■ Prompt: Reproduce each entry below exactly as it appears.

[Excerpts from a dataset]
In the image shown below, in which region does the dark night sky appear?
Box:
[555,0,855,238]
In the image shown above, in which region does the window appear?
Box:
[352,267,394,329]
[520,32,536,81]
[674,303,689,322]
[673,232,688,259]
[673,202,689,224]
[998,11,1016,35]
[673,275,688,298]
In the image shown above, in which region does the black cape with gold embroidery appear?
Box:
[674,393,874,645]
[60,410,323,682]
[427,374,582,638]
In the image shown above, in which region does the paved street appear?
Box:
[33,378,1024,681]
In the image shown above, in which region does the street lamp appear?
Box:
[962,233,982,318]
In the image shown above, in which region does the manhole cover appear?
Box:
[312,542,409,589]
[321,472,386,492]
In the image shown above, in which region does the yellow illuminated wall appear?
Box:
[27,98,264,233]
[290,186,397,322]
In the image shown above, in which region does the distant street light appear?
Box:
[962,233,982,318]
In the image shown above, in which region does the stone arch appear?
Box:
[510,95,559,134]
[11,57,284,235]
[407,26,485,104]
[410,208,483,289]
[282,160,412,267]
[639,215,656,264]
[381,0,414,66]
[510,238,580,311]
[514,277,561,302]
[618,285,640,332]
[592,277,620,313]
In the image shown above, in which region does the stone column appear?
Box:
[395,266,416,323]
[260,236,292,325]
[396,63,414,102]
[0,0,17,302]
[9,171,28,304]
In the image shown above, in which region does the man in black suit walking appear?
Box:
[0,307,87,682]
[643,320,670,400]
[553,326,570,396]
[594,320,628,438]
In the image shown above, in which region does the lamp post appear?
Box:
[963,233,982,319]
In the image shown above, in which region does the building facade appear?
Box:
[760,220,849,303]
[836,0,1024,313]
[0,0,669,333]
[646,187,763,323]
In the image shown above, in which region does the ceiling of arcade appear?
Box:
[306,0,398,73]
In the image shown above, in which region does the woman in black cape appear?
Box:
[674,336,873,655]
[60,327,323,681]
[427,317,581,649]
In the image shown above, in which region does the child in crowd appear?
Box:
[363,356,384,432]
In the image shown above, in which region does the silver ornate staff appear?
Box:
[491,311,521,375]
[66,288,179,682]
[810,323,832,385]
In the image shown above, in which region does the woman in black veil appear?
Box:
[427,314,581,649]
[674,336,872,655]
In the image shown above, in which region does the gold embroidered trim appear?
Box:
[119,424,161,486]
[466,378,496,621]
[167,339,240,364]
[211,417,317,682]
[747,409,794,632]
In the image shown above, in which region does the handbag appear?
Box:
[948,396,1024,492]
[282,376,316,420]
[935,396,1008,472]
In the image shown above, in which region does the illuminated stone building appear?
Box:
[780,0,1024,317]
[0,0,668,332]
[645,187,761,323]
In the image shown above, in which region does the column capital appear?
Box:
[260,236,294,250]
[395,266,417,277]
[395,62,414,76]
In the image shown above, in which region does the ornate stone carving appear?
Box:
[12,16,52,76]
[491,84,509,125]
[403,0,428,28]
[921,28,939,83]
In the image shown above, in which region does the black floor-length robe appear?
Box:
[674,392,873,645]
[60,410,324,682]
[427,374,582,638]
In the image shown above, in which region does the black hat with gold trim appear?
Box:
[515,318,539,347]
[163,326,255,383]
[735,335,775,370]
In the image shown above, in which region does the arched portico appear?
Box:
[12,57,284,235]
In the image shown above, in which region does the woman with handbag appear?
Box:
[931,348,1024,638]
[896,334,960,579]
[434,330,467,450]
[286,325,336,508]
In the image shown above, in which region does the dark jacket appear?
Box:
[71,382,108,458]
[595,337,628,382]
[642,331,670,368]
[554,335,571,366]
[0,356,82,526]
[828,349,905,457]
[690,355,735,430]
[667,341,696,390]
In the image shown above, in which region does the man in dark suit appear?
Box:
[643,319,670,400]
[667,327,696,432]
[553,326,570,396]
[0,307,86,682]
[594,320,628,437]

■ Solution for this problem:
In the image shown below, in which region does the dark night sky appear?
Box:
[555,0,855,238]
In the image shown above, in which region does the window appear?
Box:
[352,267,394,329]
[520,32,536,81]
[674,303,689,322]
[673,232,688,259]
[673,202,689,224]
[998,11,1016,35]
[673,275,688,298]
In the image shown above, in which region does the black cape with gold embroidery appear?
Box:
[674,393,874,645]
[60,410,323,682]
[427,374,582,638]
In the image shown above, in which region does the paved street appear?
Box:
[33,378,1024,681]
In the image shown above, in which region does the street lamp appear?
Box:
[962,233,982,318]
In the image shown above, in which region does the manhole cover appear?
Box:
[312,542,409,589]
[321,472,386,492]
In the image shown above, in which region does the yellow illuminated wall appear?
Box:
[27,98,264,233]
[290,186,397,322]
In the image shown above, in which region does the distant street light appear?
Box:
[962,233,982,318]
In the image shown above, in which region does the stone arch appear?
Box:
[510,95,559,134]
[11,57,284,235]
[407,26,485,104]
[410,208,483,289]
[282,160,412,267]
[639,215,656,264]
[381,0,414,66]
[510,238,580,311]
[514,277,561,302]
[618,285,640,332]
[592,277,620,313]
In the image shown above, in which region does the stone column appear?
Box:
[395,266,416,323]
[260,236,292,325]
[396,63,414,102]
[0,0,17,302]
[9,171,28,304]
In the image shown above, in which region does the man in black suit walking appear?
Box:
[0,307,87,682]
[643,320,670,400]
[553,326,570,396]
[594,320,628,438]
In the image shown above, in which region does the lamp post appear?
Box:
[963,233,982,319]
In the image shown above, in which region does the building facade appear?
Box:
[760,220,849,303]
[836,0,1024,313]
[0,0,669,333]
[646,187,763,323]
In the image shown above, in which region does the ceiling of arcade appear?
Box:
[306,0,398,73]
In the image shown above, in which region does the woman in black cape appear?
Box:
[674,336,873,655]
[60,327,323,681]
[427,317,581,649]
In the image shown above, in which region does the child in crowd appear?
Box:
[363,356,384,432]
In the image shown above, in which region does the silver ornate staff appear?
Box:
[491,311,521,375]
[66,288,179,682]
[810,323,832,385]
In the image shown above, in which region does the woman in black veil appear?
Box:
[427,314,581,649]
[674,336,872,655]
In the image shown above, in which region does the gold embroidered trim appear?
Box:
[119,424,161,486]
[466,378,496,621]
[167,339,240,364]
[211,417,317,682]
[747,409,794,632]
In the image shown above, in which region does the handbag appear?
Box:
[948,396,1024,492]
[282,376,316,420]
[935,396,1008,472]
In the image shown above, in which region does the illuminated stone building appear?
Box:
[780,0,1024,317]
[0,0,668,332]
[645,187,761,323]
In the image shown above, in which region does the column capital appear?
Box:
[260,236,294,250]
[395,266,417,277]
[395,62,414,76]
In the image shown above, in which region does the ornate stone carving appear?
Box:
[12,16,52,76]
[491,84,509,125]
[403,0,428,28]
[921,28,939,83]
In the image shown above, in which region does the black floor-length robe appear?
Box:
[674,392,873,645]
[60,410,324,682]
[427,374,582,638]
In the image shown above, in which region does the black hat with gold trim appear?
Box:
[515,318,539,347]
[163,326,255,383]
[735,335,775,370]
In the image shown above, in which region does the arched portico appear?
Box:
[12,57,284,235]
In the image shown above, in which region does the woman with handbag appear?
Box:
[931,348,1024,638]
[896,334,960,579]
[434,330,467,450]
[286,325,336,508]
In the image shown above, in which region does the dark jacket appear?
Box:
[71,382,108,458]
[595,337,628,382]
[642,331,670,368]
[554,335,571,366]
[0,356,82,526]
[828,349,905,457]
[690,355,735,430]
[667,341,696,390]
In the image shown above, in which region does the man in dark suit appear?
Box:
[643,319,670,400]
[667,327,696,432]
[553,326,570,396]
[0,307,86,682]
[594,320,628,437]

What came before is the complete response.